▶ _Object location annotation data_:
::::::

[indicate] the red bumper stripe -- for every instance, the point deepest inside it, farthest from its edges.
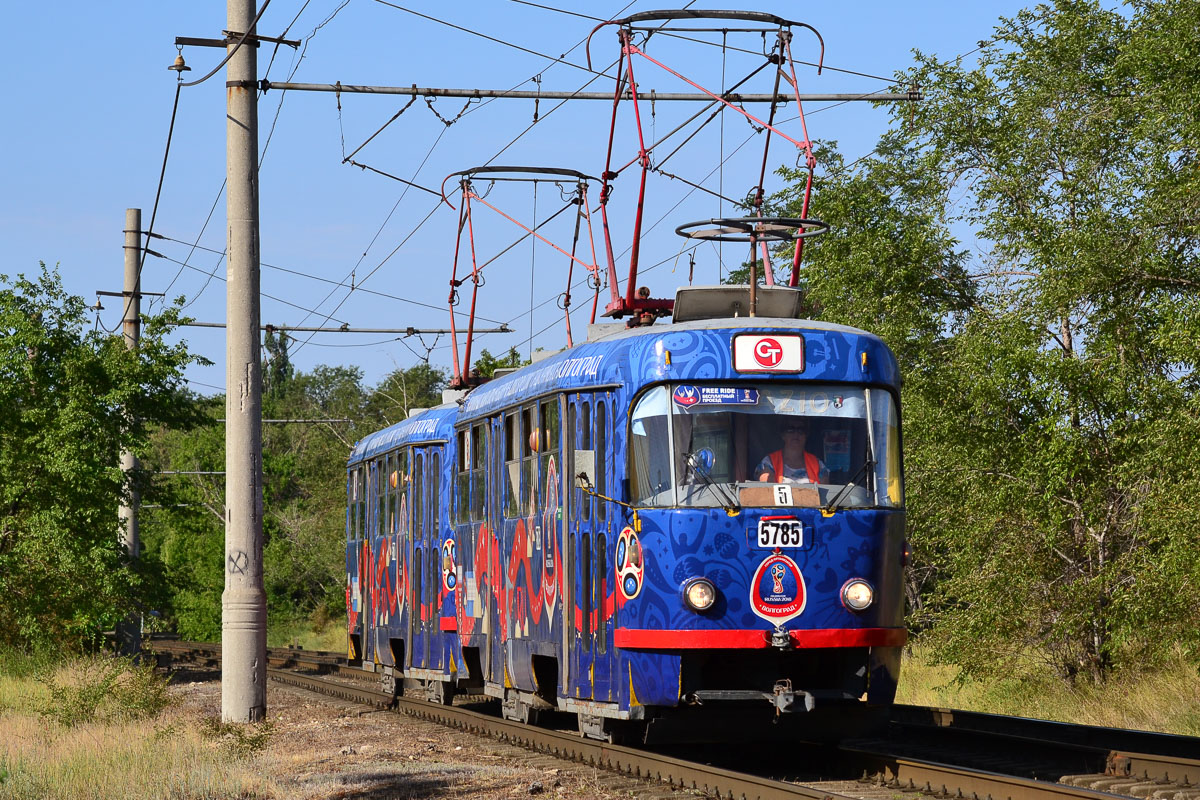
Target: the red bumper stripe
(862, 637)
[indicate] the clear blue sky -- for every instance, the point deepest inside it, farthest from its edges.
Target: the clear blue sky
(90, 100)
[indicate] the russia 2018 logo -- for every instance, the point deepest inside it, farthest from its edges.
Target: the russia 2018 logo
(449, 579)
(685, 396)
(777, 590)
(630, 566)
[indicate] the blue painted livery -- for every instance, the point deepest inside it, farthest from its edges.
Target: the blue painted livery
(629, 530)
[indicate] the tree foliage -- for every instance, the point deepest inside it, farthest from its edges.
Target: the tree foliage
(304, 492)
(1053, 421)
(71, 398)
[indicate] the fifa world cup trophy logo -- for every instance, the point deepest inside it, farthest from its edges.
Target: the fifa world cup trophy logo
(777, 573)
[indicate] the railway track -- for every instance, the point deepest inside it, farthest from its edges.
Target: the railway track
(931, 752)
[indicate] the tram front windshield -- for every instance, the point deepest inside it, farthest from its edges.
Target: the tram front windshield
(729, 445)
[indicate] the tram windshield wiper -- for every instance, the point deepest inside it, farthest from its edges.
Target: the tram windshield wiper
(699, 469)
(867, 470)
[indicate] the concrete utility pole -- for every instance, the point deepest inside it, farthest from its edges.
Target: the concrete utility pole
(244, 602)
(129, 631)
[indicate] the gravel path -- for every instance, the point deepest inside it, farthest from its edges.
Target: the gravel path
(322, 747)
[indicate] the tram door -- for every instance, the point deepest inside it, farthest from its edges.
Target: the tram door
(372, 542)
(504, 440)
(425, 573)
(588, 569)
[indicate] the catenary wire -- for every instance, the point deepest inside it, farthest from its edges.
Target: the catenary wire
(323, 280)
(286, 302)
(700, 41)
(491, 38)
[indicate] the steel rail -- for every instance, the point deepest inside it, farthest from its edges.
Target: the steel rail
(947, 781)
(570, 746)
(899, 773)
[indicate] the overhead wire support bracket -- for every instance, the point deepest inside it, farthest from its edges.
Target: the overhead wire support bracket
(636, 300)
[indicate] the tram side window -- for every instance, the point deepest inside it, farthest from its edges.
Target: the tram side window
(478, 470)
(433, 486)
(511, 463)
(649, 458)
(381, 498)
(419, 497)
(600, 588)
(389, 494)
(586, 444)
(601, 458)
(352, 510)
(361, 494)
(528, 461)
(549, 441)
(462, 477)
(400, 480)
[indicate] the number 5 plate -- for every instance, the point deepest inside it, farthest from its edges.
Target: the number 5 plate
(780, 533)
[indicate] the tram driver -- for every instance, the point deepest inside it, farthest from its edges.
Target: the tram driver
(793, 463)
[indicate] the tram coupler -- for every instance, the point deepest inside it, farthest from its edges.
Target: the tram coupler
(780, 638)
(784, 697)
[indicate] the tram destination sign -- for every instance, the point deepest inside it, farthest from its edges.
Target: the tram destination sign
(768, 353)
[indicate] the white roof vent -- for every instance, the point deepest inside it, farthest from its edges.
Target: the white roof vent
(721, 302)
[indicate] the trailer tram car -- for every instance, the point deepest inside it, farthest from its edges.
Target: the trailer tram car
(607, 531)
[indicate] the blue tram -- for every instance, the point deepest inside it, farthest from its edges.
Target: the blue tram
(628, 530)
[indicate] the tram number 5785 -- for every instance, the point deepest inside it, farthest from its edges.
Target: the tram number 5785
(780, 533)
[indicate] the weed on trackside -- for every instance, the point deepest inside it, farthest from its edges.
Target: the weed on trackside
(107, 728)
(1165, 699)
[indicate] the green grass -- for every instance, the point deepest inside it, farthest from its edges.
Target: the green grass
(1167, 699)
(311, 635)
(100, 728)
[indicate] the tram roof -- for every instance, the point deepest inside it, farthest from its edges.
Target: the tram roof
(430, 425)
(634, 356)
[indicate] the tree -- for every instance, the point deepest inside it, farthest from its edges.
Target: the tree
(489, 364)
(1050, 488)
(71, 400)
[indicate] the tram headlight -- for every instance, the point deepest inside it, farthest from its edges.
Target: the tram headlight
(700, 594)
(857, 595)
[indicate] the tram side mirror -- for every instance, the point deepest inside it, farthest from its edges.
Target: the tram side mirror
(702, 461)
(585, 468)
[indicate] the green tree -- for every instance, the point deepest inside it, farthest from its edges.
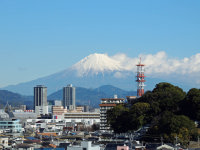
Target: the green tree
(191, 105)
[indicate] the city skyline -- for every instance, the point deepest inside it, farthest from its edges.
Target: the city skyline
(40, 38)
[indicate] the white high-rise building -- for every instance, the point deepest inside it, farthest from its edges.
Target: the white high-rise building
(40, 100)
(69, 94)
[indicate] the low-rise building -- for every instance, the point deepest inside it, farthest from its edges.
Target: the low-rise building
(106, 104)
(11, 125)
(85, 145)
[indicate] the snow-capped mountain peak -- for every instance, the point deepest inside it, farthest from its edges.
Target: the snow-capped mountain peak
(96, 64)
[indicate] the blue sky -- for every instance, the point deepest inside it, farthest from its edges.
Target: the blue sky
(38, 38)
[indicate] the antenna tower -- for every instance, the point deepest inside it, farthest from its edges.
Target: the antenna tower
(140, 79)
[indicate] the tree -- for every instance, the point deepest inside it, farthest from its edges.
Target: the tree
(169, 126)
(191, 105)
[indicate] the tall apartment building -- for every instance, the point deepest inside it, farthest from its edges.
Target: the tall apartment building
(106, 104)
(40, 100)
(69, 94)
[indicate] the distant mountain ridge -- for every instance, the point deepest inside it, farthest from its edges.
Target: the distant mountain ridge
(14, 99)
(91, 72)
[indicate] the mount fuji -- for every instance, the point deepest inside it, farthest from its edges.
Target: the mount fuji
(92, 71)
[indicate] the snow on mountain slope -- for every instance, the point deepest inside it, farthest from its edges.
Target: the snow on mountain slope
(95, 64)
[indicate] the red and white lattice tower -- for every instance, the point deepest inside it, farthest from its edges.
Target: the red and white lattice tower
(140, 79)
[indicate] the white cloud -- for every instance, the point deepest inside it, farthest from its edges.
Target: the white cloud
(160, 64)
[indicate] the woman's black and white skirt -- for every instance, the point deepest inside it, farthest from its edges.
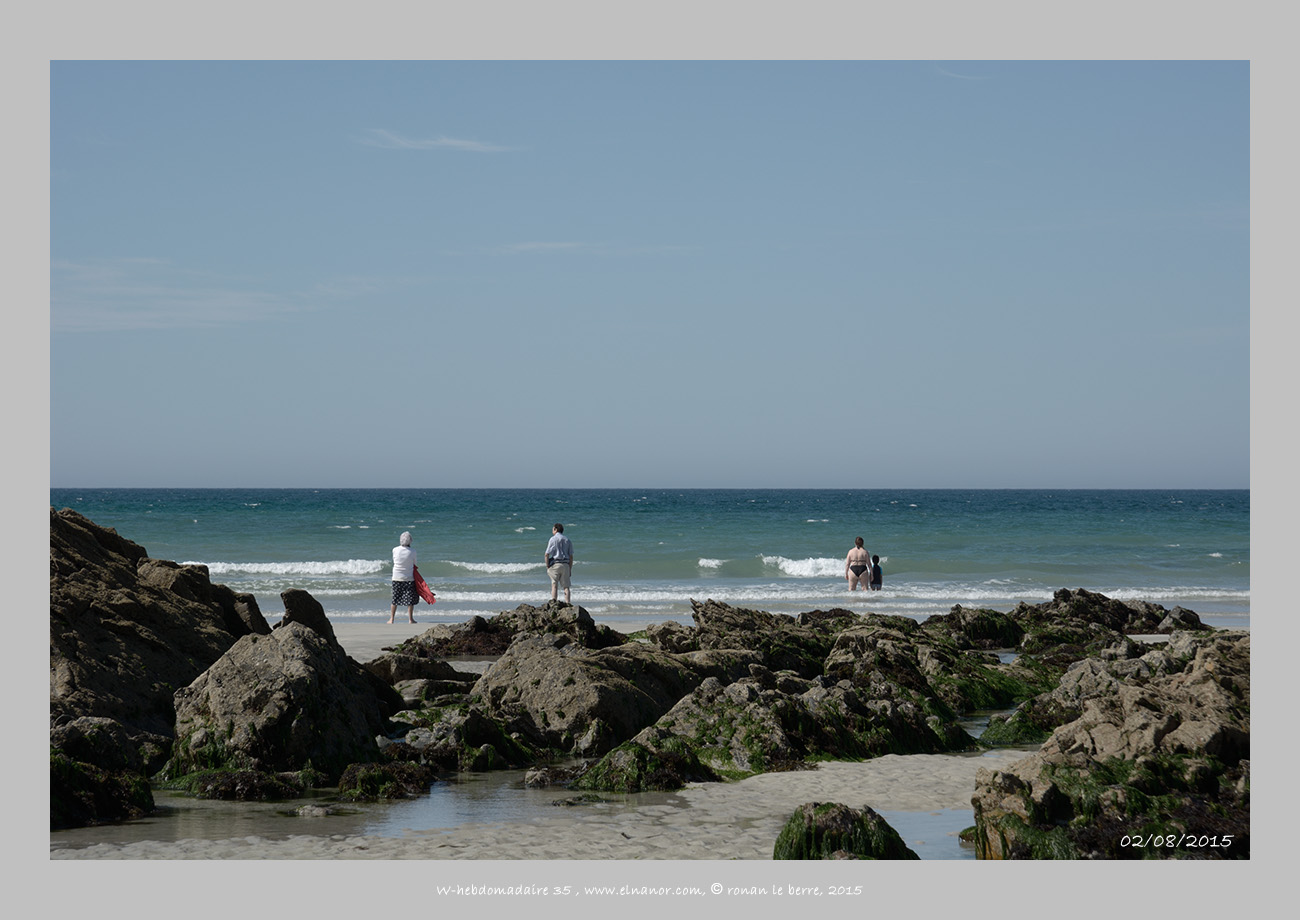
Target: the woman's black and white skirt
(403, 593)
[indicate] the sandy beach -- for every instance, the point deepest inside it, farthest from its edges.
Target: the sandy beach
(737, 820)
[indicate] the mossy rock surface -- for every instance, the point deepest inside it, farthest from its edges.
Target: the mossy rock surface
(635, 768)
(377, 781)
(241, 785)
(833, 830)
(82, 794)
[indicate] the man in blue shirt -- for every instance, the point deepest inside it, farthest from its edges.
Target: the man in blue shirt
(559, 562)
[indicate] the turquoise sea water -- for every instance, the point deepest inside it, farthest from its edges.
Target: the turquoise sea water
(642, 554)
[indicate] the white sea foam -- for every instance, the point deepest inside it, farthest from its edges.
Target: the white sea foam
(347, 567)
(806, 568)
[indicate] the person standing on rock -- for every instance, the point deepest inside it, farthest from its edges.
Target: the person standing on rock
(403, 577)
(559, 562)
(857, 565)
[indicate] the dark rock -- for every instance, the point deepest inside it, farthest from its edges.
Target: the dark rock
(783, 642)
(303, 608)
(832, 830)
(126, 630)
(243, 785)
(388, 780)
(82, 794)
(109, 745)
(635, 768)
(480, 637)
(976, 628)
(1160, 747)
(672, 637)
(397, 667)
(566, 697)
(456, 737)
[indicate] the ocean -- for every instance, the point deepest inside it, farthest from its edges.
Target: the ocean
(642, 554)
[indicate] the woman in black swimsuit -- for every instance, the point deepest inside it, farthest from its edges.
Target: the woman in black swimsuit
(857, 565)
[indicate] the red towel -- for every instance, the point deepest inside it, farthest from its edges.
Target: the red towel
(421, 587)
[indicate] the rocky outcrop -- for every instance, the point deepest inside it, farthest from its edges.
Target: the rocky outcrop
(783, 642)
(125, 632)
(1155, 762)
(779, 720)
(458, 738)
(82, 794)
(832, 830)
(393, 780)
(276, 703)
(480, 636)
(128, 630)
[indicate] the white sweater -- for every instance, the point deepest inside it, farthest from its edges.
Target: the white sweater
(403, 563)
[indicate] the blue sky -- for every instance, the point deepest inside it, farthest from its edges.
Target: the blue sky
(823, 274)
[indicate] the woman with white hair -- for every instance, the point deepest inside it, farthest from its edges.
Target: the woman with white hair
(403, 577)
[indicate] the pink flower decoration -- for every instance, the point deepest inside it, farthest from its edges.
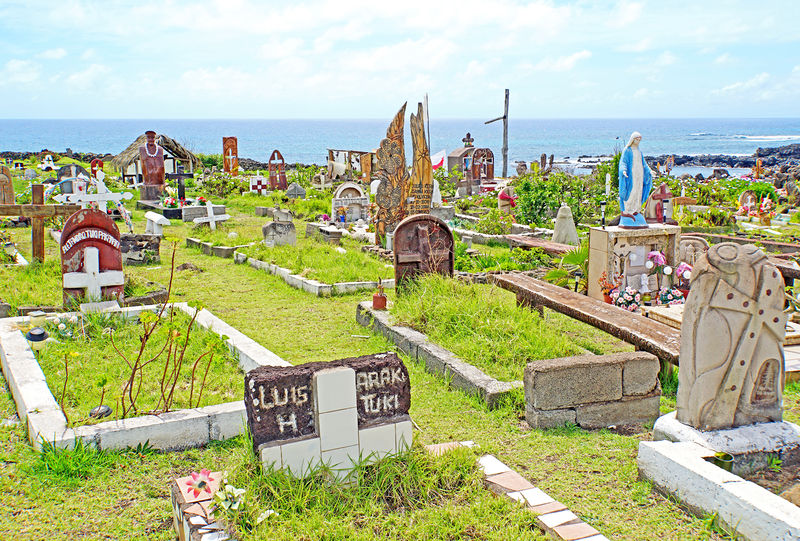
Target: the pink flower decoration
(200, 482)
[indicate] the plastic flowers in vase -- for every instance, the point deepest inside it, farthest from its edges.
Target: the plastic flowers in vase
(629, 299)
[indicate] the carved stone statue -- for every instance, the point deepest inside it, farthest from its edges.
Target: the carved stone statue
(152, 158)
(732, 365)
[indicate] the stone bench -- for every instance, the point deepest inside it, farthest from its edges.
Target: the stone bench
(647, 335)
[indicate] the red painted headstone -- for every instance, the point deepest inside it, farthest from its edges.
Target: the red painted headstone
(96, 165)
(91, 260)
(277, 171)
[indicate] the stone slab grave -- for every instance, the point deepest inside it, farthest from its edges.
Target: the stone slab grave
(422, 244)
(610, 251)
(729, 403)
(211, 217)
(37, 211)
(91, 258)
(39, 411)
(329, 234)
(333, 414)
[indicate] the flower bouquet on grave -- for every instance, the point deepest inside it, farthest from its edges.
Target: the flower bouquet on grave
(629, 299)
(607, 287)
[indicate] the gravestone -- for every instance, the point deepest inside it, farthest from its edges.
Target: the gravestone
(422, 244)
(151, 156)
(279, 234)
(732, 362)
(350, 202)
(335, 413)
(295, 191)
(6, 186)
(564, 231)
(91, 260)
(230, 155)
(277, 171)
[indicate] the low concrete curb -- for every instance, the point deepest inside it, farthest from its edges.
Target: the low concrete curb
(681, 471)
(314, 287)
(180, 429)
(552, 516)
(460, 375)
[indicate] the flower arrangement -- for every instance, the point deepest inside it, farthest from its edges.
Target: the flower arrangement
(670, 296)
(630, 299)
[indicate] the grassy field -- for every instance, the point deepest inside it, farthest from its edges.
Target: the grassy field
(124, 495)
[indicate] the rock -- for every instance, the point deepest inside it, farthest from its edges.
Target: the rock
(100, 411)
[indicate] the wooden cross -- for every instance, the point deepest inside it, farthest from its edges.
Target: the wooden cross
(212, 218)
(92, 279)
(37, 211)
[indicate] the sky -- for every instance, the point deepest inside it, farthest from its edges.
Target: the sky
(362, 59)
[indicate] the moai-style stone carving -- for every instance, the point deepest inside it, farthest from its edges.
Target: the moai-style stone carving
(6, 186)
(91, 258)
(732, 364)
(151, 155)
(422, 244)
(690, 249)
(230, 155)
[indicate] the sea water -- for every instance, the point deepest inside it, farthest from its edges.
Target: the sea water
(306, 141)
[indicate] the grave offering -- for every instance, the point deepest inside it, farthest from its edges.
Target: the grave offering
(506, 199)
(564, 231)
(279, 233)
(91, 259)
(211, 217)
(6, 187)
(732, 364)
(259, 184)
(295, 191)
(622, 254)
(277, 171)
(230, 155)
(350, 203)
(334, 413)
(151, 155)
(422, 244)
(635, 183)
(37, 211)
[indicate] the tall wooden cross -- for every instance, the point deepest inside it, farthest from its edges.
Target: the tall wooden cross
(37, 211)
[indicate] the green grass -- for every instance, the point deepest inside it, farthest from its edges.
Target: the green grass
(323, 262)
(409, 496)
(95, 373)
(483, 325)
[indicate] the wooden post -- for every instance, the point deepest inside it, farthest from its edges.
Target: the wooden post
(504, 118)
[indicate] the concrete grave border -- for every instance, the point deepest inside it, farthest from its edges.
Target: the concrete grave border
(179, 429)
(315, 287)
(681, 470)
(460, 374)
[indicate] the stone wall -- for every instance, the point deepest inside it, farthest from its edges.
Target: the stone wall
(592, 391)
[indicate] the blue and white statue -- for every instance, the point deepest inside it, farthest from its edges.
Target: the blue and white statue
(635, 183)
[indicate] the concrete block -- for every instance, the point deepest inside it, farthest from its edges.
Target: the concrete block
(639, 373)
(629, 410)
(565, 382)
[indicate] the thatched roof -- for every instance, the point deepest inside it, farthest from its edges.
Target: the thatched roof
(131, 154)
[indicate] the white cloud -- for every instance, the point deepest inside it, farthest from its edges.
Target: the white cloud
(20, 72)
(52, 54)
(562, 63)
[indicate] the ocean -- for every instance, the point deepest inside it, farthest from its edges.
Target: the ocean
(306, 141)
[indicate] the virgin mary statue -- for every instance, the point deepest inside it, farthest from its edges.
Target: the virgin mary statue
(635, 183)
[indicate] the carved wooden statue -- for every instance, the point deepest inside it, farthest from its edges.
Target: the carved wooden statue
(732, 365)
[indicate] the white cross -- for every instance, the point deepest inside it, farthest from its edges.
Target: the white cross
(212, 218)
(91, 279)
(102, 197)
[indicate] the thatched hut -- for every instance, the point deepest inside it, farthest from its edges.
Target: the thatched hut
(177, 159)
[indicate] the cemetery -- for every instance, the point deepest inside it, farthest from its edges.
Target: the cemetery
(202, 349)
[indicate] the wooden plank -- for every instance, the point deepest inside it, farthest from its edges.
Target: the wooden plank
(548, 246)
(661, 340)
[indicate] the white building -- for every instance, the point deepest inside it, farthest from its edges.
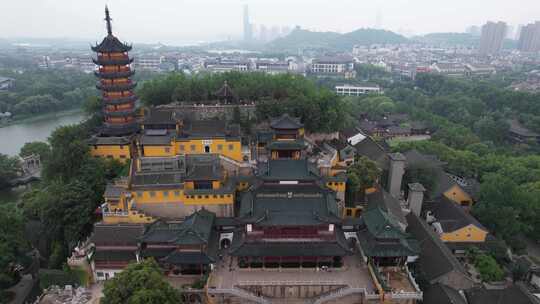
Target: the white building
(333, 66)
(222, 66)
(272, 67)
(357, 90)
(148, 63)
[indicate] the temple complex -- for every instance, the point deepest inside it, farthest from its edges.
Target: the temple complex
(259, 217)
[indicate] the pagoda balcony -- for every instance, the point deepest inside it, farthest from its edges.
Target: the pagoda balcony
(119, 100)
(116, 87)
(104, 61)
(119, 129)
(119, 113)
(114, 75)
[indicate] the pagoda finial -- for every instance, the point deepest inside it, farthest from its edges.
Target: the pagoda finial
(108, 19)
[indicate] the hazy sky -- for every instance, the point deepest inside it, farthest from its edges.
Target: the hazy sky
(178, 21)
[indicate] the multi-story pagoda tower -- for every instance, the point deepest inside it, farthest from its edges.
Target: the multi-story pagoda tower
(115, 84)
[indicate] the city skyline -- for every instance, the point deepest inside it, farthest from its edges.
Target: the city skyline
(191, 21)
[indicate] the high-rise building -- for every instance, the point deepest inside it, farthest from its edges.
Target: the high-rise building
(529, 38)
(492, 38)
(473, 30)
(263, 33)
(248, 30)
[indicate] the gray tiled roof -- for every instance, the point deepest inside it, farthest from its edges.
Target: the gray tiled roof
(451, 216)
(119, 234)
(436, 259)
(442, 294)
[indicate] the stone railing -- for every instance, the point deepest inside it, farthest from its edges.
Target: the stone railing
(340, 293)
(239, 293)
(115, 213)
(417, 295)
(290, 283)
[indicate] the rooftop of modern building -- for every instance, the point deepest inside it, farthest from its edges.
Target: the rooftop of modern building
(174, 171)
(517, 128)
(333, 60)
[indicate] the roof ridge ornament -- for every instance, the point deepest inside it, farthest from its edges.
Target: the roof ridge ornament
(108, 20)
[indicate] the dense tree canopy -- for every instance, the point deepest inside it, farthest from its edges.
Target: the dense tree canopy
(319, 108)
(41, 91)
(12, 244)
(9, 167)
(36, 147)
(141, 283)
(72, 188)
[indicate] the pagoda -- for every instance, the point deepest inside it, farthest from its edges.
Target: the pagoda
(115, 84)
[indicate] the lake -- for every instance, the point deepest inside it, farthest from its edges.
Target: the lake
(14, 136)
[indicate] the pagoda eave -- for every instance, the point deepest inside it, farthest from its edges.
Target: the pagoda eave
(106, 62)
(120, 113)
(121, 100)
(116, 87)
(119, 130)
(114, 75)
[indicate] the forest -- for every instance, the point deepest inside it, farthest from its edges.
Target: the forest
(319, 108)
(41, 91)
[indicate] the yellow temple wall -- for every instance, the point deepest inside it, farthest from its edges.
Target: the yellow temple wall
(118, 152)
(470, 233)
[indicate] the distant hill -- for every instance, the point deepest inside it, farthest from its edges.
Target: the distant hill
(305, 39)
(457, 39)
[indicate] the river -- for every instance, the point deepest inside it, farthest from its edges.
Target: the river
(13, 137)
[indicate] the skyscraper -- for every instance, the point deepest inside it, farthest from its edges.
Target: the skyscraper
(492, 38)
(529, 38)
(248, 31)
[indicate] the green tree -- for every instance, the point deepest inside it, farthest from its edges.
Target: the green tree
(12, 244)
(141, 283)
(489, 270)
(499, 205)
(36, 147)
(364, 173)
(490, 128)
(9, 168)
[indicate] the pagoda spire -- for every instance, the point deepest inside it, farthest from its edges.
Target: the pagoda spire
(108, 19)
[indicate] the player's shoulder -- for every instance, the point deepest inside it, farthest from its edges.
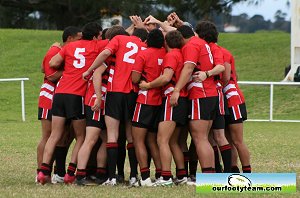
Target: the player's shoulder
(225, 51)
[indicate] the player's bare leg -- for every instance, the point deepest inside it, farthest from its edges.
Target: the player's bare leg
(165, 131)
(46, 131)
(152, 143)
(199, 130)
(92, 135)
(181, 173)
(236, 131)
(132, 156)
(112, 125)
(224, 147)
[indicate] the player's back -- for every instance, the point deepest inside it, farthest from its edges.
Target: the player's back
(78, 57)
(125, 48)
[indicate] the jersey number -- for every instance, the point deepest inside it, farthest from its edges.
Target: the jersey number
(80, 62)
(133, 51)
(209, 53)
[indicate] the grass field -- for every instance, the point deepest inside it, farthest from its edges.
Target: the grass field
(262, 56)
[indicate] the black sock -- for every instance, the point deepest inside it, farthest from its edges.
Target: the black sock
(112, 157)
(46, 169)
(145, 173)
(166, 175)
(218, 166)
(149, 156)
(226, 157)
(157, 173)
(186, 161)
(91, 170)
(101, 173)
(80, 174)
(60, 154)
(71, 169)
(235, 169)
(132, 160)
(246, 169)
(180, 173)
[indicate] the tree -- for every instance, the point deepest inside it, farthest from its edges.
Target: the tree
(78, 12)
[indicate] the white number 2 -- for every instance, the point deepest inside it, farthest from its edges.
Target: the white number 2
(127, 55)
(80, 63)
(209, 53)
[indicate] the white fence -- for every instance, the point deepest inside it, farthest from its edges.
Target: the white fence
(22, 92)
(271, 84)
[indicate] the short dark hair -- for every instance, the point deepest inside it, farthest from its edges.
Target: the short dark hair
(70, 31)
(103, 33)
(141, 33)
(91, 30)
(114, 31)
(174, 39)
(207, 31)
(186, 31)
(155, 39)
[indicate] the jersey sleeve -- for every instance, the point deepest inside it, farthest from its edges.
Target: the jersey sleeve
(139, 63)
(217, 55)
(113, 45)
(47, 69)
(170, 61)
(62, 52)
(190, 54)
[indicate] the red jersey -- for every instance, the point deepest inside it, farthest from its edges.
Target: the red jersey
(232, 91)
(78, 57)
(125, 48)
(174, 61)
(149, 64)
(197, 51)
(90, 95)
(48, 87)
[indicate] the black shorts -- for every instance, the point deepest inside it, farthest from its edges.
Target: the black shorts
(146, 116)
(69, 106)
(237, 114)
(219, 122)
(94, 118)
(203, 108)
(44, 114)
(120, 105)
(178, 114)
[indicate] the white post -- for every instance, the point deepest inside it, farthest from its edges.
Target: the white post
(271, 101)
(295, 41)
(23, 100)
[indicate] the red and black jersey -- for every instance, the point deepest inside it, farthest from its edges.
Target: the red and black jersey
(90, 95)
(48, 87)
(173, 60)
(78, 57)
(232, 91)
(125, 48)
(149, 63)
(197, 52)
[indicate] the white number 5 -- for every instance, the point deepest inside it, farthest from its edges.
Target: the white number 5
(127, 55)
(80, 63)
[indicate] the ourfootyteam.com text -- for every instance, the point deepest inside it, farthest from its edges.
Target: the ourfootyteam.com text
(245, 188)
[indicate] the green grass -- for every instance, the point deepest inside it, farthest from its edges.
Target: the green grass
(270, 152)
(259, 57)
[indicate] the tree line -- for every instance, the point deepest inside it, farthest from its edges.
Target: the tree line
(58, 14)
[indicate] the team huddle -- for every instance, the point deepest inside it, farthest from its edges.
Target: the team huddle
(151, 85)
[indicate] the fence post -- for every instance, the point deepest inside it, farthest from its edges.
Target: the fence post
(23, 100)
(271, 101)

::::::

▶ _The task_:
Can you write out the lines again, from the line containing "[indicate] the white number 5" through the end of the records, requests included, and shift every answer coordinate up by 79 in each of its numbers?

▶ _Final result_:
[indicate] the white number 5 -- for every instance, the point deepest inside it, farthest from its edges.
Target: the white number 5
(206, 134)
(159, 142)
[indicate] the ourfootyteam.com text -- for every instance, the point deepest inside it, farthest from its edges.
Target: the ourfootyteam.com text
(324, 267)
[indicate] the green grass -- for every instance, the point deepest inside it, farthest from its edges.
Target: the green grass
(349, 231)
(338, 136)
[indicate] the tree line -- for every instance, the point deepest inside it, farthest from its edges.
Target: the tree line
(137, 93)
[indicate] the team huddle -- for every instance, the point deepest inside it, farthest from its edges.
Target: the team huddle
(230, 164)
[indicate] the fence post -- for every instance, the point deepest inside it, farthest from its edges.
Target: the fence post
(102, 179)
(350, 180)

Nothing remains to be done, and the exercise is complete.